Copy out every line of the items below word for word, omitting the pictures.

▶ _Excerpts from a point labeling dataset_
>>>>

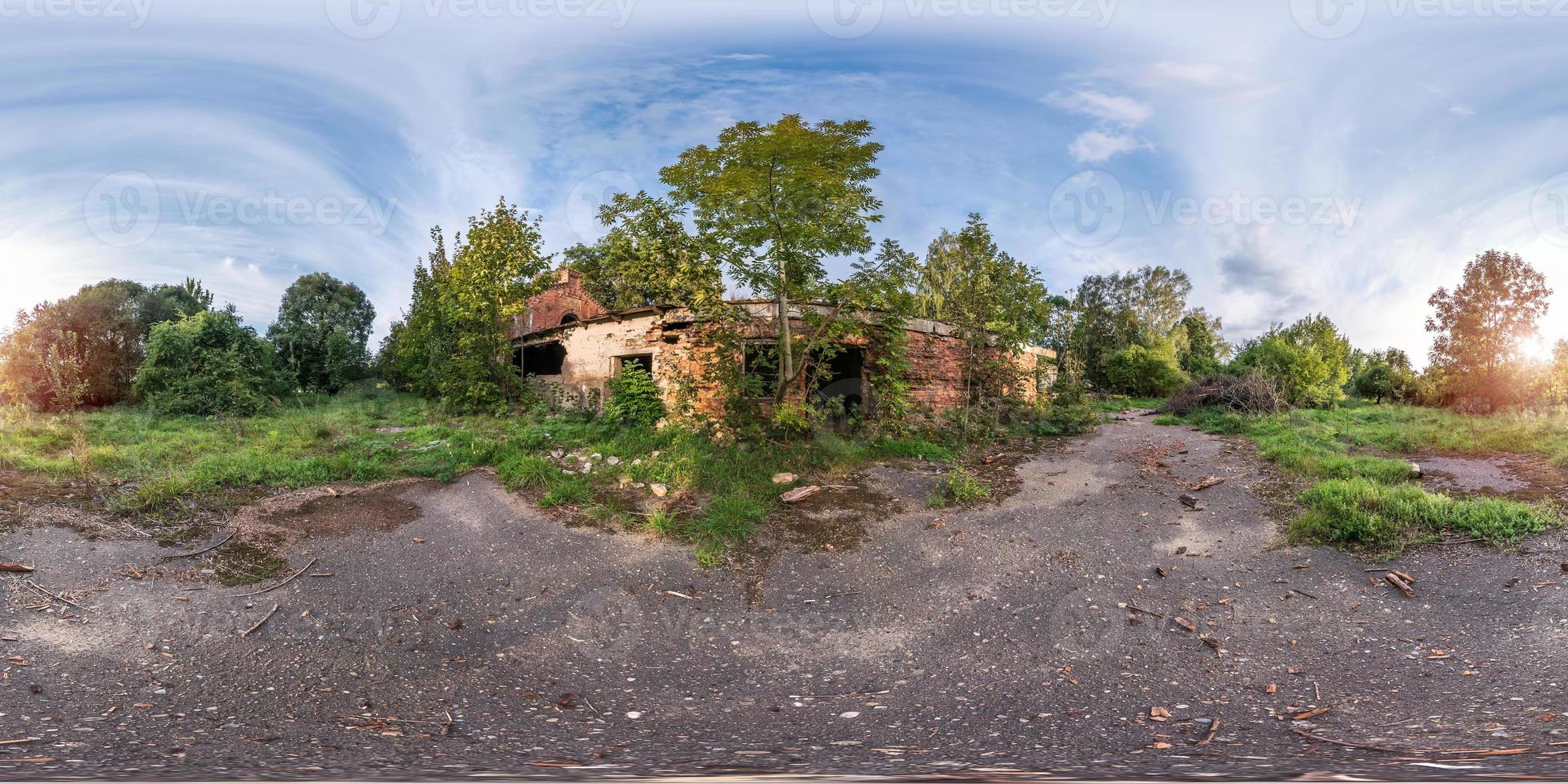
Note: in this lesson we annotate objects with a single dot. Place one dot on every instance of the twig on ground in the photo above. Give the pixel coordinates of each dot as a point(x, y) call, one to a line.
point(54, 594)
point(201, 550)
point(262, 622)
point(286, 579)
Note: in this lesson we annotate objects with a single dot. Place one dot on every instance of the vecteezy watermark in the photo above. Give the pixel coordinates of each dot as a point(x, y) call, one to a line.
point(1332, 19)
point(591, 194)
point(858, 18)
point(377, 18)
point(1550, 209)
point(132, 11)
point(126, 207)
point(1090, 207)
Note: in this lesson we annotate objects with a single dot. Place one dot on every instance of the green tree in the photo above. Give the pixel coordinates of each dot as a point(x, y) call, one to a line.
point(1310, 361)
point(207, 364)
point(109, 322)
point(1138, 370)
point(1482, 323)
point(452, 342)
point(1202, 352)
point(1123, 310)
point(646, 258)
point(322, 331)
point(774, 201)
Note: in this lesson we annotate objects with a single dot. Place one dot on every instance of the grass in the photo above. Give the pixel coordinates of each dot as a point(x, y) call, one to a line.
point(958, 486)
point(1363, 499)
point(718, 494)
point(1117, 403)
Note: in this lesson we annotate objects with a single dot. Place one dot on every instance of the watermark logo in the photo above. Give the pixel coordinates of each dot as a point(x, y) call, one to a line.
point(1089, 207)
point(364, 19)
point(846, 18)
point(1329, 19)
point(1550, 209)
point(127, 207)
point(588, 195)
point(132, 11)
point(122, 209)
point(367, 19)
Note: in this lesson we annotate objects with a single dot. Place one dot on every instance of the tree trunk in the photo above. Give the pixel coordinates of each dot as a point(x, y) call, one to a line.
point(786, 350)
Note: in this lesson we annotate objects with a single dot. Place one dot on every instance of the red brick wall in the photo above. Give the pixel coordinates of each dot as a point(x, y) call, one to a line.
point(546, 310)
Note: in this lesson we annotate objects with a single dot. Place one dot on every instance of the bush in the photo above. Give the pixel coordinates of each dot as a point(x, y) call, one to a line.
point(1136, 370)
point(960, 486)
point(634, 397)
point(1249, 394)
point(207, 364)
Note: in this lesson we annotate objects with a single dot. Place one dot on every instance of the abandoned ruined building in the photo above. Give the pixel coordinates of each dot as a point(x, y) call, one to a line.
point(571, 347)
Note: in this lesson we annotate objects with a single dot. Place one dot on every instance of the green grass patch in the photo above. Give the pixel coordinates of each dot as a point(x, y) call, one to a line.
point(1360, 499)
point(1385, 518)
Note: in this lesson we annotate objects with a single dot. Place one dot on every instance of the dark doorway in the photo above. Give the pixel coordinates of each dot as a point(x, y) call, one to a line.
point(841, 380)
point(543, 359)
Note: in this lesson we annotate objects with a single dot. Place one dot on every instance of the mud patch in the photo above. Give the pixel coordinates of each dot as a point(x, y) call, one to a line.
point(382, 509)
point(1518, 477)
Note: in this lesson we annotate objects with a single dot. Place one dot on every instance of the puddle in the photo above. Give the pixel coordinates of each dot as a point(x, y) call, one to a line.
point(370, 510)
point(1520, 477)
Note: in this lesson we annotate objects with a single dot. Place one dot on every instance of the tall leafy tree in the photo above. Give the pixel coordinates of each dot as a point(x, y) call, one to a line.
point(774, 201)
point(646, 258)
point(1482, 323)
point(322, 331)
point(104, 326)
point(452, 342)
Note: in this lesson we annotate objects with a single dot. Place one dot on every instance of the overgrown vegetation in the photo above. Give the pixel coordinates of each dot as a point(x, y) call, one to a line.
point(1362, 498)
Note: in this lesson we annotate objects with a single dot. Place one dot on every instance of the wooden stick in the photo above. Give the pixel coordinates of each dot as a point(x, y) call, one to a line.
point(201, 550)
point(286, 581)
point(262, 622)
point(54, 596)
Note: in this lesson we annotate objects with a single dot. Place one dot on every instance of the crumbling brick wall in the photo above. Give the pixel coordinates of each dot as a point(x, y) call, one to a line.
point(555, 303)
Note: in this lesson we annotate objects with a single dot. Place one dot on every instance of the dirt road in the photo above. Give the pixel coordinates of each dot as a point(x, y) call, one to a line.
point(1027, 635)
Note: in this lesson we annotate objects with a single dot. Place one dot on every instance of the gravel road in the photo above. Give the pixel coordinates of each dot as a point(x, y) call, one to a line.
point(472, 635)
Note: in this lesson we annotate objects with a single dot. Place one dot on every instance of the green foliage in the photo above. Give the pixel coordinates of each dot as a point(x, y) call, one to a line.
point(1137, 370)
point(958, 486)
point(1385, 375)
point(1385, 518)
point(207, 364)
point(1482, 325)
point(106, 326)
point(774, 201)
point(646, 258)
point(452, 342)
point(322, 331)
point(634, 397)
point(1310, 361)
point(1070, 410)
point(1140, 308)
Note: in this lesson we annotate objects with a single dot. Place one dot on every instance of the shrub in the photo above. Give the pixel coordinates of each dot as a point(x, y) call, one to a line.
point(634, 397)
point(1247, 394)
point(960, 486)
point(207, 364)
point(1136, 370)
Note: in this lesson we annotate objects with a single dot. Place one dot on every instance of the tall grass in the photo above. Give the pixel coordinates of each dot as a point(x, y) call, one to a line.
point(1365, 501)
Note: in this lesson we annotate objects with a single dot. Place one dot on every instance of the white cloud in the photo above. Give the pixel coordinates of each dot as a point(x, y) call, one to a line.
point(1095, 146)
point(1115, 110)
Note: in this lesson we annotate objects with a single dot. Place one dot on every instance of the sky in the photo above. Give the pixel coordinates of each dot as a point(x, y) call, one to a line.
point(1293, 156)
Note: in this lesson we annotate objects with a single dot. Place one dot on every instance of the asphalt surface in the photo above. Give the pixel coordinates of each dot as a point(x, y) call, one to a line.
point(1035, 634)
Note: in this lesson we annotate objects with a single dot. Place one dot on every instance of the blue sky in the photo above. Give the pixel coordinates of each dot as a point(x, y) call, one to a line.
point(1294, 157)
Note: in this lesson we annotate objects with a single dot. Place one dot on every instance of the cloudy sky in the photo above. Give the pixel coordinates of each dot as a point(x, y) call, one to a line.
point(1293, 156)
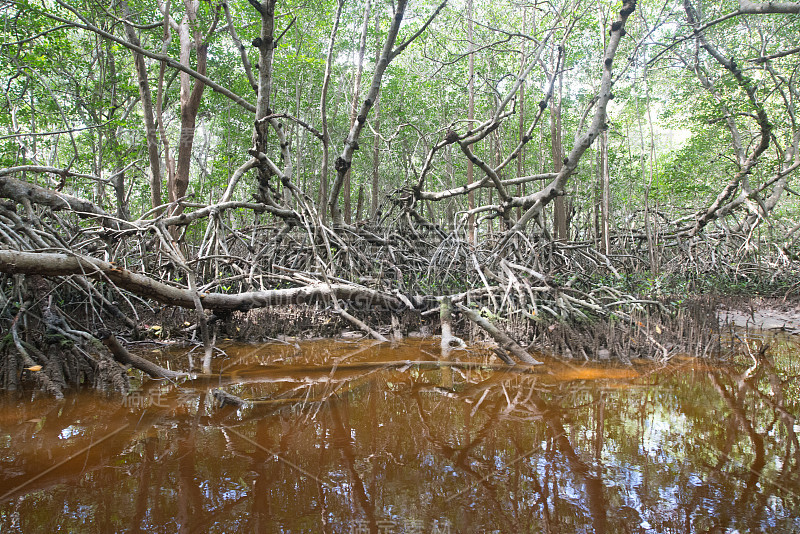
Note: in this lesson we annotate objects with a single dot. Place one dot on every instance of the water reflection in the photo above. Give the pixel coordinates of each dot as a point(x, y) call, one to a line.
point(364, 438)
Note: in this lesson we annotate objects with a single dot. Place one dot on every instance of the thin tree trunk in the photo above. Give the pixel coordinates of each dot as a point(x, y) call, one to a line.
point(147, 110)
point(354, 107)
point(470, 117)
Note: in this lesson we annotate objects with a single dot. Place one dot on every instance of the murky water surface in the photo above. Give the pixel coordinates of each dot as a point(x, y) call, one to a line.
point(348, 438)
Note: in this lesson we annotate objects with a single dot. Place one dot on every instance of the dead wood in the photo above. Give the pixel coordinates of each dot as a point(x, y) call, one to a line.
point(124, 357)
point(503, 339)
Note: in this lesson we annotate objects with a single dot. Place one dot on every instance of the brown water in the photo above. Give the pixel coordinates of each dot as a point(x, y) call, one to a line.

<<<<

▶ _SOLVED PROBLEM_
Note: in this lesson we annotate objects with a single dot. Place one dot on every instance of the twig on ground in the photo above. Give the pixel coordinates of each dot as a point(x, y) call, one to a line.
point(54, 594)
point(201, 550)
point(262, 622)
point(286, 579)
Note: in this lesson we annotate objects with a single dot. Place one dot on every instance of the vecteezy watermark in the photo above. Give the pixel coordinates of each dot as a point(x, y) call, one to a line.
point(1332, 19)
point(591, 194)
point(858, 18)
point(377, 18)
point(1550, 209)
point(132, 11)
point(126, 207)
point(1090, 207)
Note: in this lesson we annotate objects with a single dot. Place one dot on every instance of the green tree in the photo above. Give the pixel coordinates of each dot as a point(x, y) call, one to a line.
point(1310, 361)
point(207, 364)
point(109, 322)
point(1138, 370)
point(1482, 323)
point(452, 342)
point(1202, 352)
point(1123, 310)
point(646, 258)
point(322, 331)
point(774, 201)
Note: in this lesson we annotate objects with a single dot. Place one dot on every instance of the grass in the photo above. Give the pixel coordinates of each dot as a point(x, y) call, one to a line.
point(958, 486)
point(1363, 499)
point(718, 494)
point(1117, 403)
Note: in this lesson we annotate objects with a single dot. Place one dot on every instance of the watermark logo in the photo above. Give the pixel coordinates of each dot as a point(x, y) call, one to a line.
point(1089, 207)
point(364, 19)
point(846, 18)
point(1329, 19)
point(1550, 209)
point(127, 207)
point(588, 195)
point(132, 11)
point(122, 209)
point(367, 19)
Note: in this lesson we annotate objects with a single dot. Place one dot on every instance of the tree trunk in the photo above. Give the pixel coordinates of each dot as a point(x, y) call, one to a line.
point(786, 350)
Note: in this lesson we annotate objects with a single dot. Place one dot on every instance of the red brick wall in the photo above. Give the pixel coordinates of each dot as a point(x, y) call, one to a line.
point(546, 310)
Note: in this lesson we annotate objects with a single dot. Place one dot on every instance of the bush in the photo above. Give the pixel coordinates of each dot as a point(x, y) call, one to a line.
point(1136, 370)
point(960, 486)
point(634, 397)
point(1249, 394)
point(207, 364)
Note: in this lesson we annotate objects with a single dot. Place one dot on every instance of the abandoned ruined building in the photo above. Give the pixel coordinates of each dot as a point(x, y) call, one to a line.
point(571, 347)
Note: in this lesson we annotate objects with a single dot. Place one dot on every instance of the green grass patch in the photo above. Give the pixel coordinates of each dot as a point(x, y) call, one to a line.
point(1360, 499)
point(1385, 518)
Note: in this lesson we annotate objects with a single dot. Place one dot on every instance of the dark doorway in the photo above. Give the pixel coordinates of each dot as a point(x, y) call, one to a line.
point(841, 380)
point(543, 359)
Note: in this lesson we annotate objects with a single dot. Place one dot on every instance of the mud patch in the photo above. Give the pixel coordinates of each dot as a point(x, y) call, one to a line.
point(382, 509)
point(1518, 477)
Note: in this lesson we annotate objects with a single dot. Place one dot on every instance of the puddle in the photo above. Give the pixel coordinates of each dot as a point(x, y) call, one to a line.
point(370, 510)
point(1520, 477)
Note: in this lesson we annotate objects with a single dot. Place one dot on every instance of the tall leafy tree in the photo above. Give the pixel coordinates of each dot as a point(x, y) call, one to a line.
point(774, 201)
point(646, 258)
point(1482, 323)
point(322, 331)
point(104, 326)
point(452, 342)
Note: in this lesson we annotate objects with a single dot. Place one dot on every instance of the overgrown vegetation in the photo above. Give the pixel coordinates of each dot as a point(x, y) call, one to a line.
point(1362, 498)
Note: in this lesson we annotate objects with a single dot. Place one dot on every instance of the wooden stick in the photo above. Give the pixel coordinates of each dot as a point(x, y) call, one to a line.
point(201, 550)
point(286, 581)
point(262, 622)
point(54, 596)
Note: in this lesson we annotate objects with a single dot. Place one dot on every instance of the crumbling brick wall in the photo above. Give the pixel coordinates of each dot as a point(x, y) call, one to a line.
point(555, 303)
Note: in this lesson we annotate objects with a single dot. Place one dot on every instance of the dirt road in the photo above. Give the pixel coordinates of each dot as a point(x, y) call, one to a line.
point(1027, 635)
Note: in this lesson we annotate objects with a single dot. Place one dot on every instance of the gravel road in the photo above. Give the pixel coordinates of each dot as a point(x, y) call, one to a line.
point(472, 635)
Note: in this lesson we annotate objects with a single dot. Place one dot on every instance of the green foliage in the photo above. Give the pixel coordinates of each dot as a point(x, y) call, one to a line.
point(1137, 370)
point(958, 486)
point(1385, 375)
point(1385, 518)
point(207, 364)
point(1482, 325)
point(106, 326)
point(774, 201)
point(646, 258)
point(452, 342)
point(322, 331)
point(634, 397)
point(1310, 361)
point(1070, 410)
point(1140, 308)
Note: in this lesson we annotate objects with a single dot. Place one dot on every instance of the shrub in the photo above. Give the pixel coordinates of each dot as a point(x, y) call, one to a line.
point(634, 397)
point(1247, 394)
point(960, 486)
point(207, 364)
point(1136, 370)
Note: in this lesson we annotate objects with a single dot. Place one dot on every instance of the tall grass in the photo above. Give the pixel coordinates of each dot as a point(x, y) call, one to a line.
point(1365, 501)
Note: in this lesson we annotate objects with a single dot. Place one dot on every instance of the white cloud in the photo above. Give the pixel coordinates of each dot as a point(x, y) call, one to a line.
point(1095, 146)
point(1115, 110)
Note: in this lesson we annotate objects with a single dot. Place one dot on every instance of the sky in the photo above. Give the pixel coordinates of each dot as a point(x, y) call, one to a line.
point(1293, 156)
Note: in this lesson we annotate objects with a single dot. Place one dot on every instance of the asphalt surface in the photo above. Give the pixel coordinates of each dot as a point(x, y) call, one to a line.
point(1035, 634)
Note: in this lesson we annotate objects with a single dot. Place one dot on every instance of the blue sky in the photo above. Give the pixel coordinates of each dot as a point(x, y) call, one to a line.
point(1294, 157)
Note: in this lesson we annotate objects with a single dot. Place one dot on every instance of the cloudy sky in the photo above. Give the pixel coordinates of each dot as a point(x, y) call, one to a line.
point(1293, 156)
Note: in this lesson we annotate objects with a single dot. Place one dot on every instance of the water reflection in the photo above. Give the pixel coordinates of each dot as a point(x, y) call, one to a line.
point(364, 438)
Note: in this lesson we annotate objects with a single dot. Place one dot on every instance of the thin tree trunk in the photo above. Give the pixel coordinates of each dot as a point(x, y) call, one to a line.
point(147, 110)
point(354, 107)
point(470, 117)
Note: in this lesson we annotate objects with a single dot. Place one dot on every instance of the murky water surface in the photo above. Give the pixel coordinates of each dot as a point(x, y) call, one to a line.
point(348, 438)
Note: in this lesson we annotate objects with a single dot. Place one dot on every instance of the dead wood in the photo above. Give the pixel coordinates of each dot as a point(x, y) call, one to a line.
point(124, 357)
point(503, 339)
Note: in this lesson we annotate objects with a single dot. Place one dot on every instance of the brown water in the photo above. Give the pixel coordinates of each dot as a point(x, y) call, one to a line.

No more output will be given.